Leave out the pictures, then return the records word for word.

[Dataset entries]
__________________________________________________

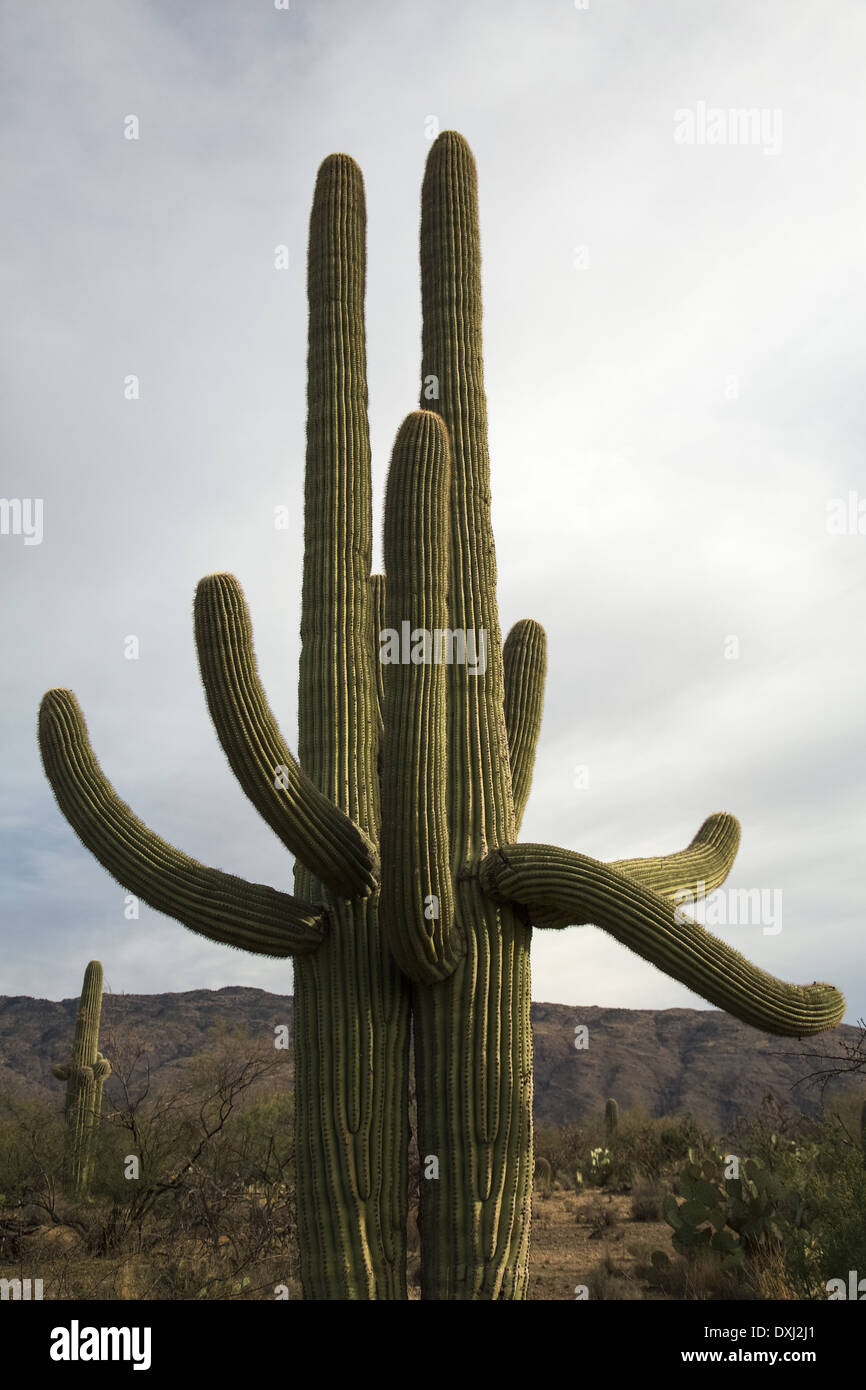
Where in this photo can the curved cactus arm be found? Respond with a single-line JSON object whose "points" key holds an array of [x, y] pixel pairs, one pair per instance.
{"points": [[559, 887], [692, 872], [524, 658], [325, 841], [210, 902], [416, 906]]}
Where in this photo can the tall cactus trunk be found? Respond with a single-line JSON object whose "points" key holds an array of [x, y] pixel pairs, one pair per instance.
{"points": [[413, 898], [85, 1076]]}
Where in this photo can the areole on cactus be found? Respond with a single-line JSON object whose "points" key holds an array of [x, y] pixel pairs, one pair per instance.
{"points": [[85, 1075], [413, 898]]}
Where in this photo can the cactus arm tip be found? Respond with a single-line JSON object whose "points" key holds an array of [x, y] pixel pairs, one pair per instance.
{"points": [[560, 888]]}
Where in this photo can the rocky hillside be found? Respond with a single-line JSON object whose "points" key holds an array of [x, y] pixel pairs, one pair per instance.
{"points": [[676, 1059]]}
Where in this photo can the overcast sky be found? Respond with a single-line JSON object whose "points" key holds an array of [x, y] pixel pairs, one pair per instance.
{"points": [[673, 337]]}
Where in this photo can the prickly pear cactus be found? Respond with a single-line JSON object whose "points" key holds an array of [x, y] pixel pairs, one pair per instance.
{"points": [[85, 1075]]}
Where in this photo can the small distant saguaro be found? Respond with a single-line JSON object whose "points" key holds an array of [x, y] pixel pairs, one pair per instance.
{"points": [[85, 1076]]}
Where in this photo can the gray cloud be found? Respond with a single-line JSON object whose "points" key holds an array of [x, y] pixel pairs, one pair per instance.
{"points": [[667, 426]]}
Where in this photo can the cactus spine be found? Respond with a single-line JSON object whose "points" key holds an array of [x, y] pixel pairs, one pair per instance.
{"points": [[612, 1119], [405, 805], [85, 1076]]}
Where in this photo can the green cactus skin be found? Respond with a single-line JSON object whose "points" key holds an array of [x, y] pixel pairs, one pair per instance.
{"points": [[612, 1119], [85, 1076], [403, 806]]}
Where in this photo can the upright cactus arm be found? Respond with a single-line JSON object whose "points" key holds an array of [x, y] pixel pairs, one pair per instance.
{"points": [[217, 905], [695, 870], [377, 620], [417, 902], [324, 838], [559, 888], [350, 1000], [526, 663]]}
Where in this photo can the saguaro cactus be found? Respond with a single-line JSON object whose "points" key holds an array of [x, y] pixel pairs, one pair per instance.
{"points": [[612, 1119], [405, 805], [85, 1076]]}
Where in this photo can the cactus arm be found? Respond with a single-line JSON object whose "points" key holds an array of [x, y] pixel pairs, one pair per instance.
{"points": [[478, 777], [417, 898], [471, 1032], [325, 841], [350, 1001], [377, 617], [210, 902], [695, 870], [559, 887], [526, 663]]}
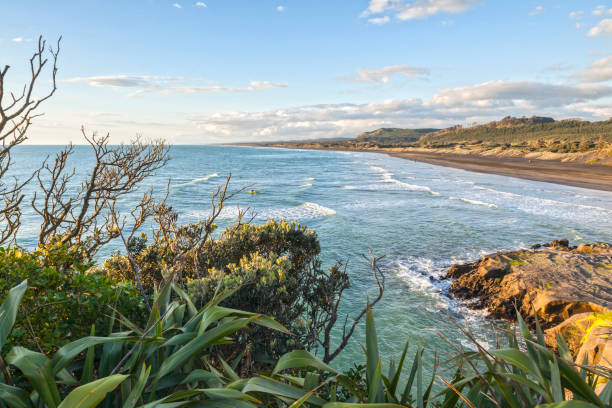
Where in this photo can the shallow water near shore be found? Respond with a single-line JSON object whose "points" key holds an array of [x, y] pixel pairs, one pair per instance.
{"points": [[422, 217]]}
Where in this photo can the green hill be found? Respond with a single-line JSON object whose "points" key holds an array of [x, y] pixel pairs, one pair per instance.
{"points": [[394, 135], [538, 132]]}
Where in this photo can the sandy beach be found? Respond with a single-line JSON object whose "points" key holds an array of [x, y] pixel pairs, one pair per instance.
{"points": [[571, 173], [593, 176]]}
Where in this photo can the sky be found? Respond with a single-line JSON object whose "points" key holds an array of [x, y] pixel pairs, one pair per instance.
{"points": [[220, 71]]}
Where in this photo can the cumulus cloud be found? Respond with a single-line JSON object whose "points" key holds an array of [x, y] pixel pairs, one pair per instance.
{"points": [[481, 102], [383, 75], [415, 9], [519, 93], [603, 28], [558, 67], [537, 10], [167, 85], [598, 71], [600, 11], [379, 20], [576, 14]]}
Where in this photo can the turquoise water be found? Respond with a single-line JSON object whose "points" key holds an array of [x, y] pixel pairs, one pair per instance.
{"points": [[422, 217]]}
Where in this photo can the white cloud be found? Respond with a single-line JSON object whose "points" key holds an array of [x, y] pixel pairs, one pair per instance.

__________________________________________________

### RESPONSE TO THIS TASK
Where in this photo can the curved cactus arm be found? Respond with a single-line JSON object whose "points" key holds an array of [x, y] pixel pairs, one pair per instance.
{"points": [[559, 887], [692, 872], [524, 658], [325, 841], [210, 902], [416, 906]]}
Where in this photo can the tall cactus trunk be found? Respond with a single-line JSON object whose "points" key holds an array of [x, y] pixel pairs, one pair per instance.
{"points": [[413, 898], [85, 1076]]}
Where in this photo can the areole on cactus be found? Respond with a single-line JSON object whose "points" key holds an array of [x, y] pixel pairs, one pair per instance.
{"points": [[85, 1075], [413, 898]]}
Where in this photo can the cactus arm tip be found? Respond with a single-line JSON object whose "points" key holds an array of [x, y] pixel pairs, one pair per instance.
{"points": [[560, 888]]}
Where in this photo can the rocky hillside be found? Respond with a single-line JSON object whose "points" key holds an array of [x, y] pixel pairs, one pair per instance.
{"points": [[676, 1059]]}
Where in this photo can the overcast sky be found? Respond with a single-line JSON object whose "points" key holds an array of [x, y] pixel pairs, one pair per instance.
{"points": [[673, 337]]}
Where in this photo can the prickly pear cactus be found? Respond with a single-line JSON object whose "points" key holds an array of [x, y] pixel pairs, one pair per instance.
{"points": [[85, 1075]]}
Where in this photo can the small distant saguaro be found? Respond with a single-line JSON object whose "points" key holds an array of [x, y] pixel pairs, one pair per instance.
{"points": [[85, 1076]]}
Where in this photo can the gray cloud be found? Respond with a single-line JSON object whose "points" key holds an array of [x, y] pixel pairs, one pair per instance.
{"points": [[667, 426]]}
Where in this photo can the cactus spine be found? Respond with a single-line JSON object whose "points" key holds an array of [x, y] pixel pairs, one pair per instance.
{"points": [[612, 1119], [405, 805], [85, 1076]]}
Where in this photo can the green cactus skin be found? Respond with a single-line JSON object whose "points" key holds an array of [x, y] pixel pairs, one pair per instance.
{"points": [[612, 1119], [85, 1076], [403, 806]]}
Where in this photo can the upright cactus arm be found? Respond with a single-line JSON object whose "points" key holds an array of [x, y] pixel pairs, one pair per instance.
{"points": [[217, 905], [695, 870], [377, 620], [417, 902], [324, 838], [559, 888], [350, 1000], [526, 663]]}
Where in this photo can the saguaro cactus be found? Respond with a single-line JSON object whose "points" key holds an array of [x, y] pixel pairs, one pair per instance.
{"points": [[612, 1119], [405, 805], [85, 1076]]}
Where in this photo can the cactus arm be found? Respond with a single-line JSON object whose "points" key holds an array of [x, y] pixel pairs, one pair per instance.
{"points": [[478, 777], [417, 898], [471, 1032], [325, 841], [350, 1001], [377, 617], [210, 902], [695, 870], [559, 887], [526, 663]]}
Where in this photo can the shallow water near shore be found? Respond with a single-line JSON object whose "points" key holds an array of [x, y] pixel pairs, one pair per instance.
{"points": [[422, 217]]}
Where in this photo can the green hill be found? Respond with a single-line JSON object whose "points" key holds an array of [x, y] pixel pairs, one pair per instance.
{"points": [[394, 135], [538, 132]]}
Where in this photo can the sandy beach be found? Respond with a single-line JSON object whose "points" key holds an array of [x, y] pixel pairs, one pair per instance.
{"points": [[571, 173], [593, 176]]}
Where in this photo can the sky be found? Respond with a single-line JSON object whose "points" key holds an array of [x, y] pixel pairs, one pair per instance.
{"points": [[220, 71]]}
Where in this photo can the cumulus cloud be found? Respond with a single-line JSON object whose "points" key holds an array of [x, y] pixel pairs, one pair per instance.
{"points": [[481, 102], [383, 75], [415, 9], [519, 93], [603, 28], [558, 67], [537, 10], [167, 85], [598, 71], [600, 11], [379, 20], [576, 14]]}
Where in this photo can the turquoise water be found? Respond with a single-line JSON object whose "points" key holds an array of [x, y] pixel pairs, one pair per instance.
{"points": [[422, 217]]}
Where in this photo can the white cloud be found? Respond with a single-line JSON object whose "points" key holds an array of [x, y] pixel pairs, one pair per instance.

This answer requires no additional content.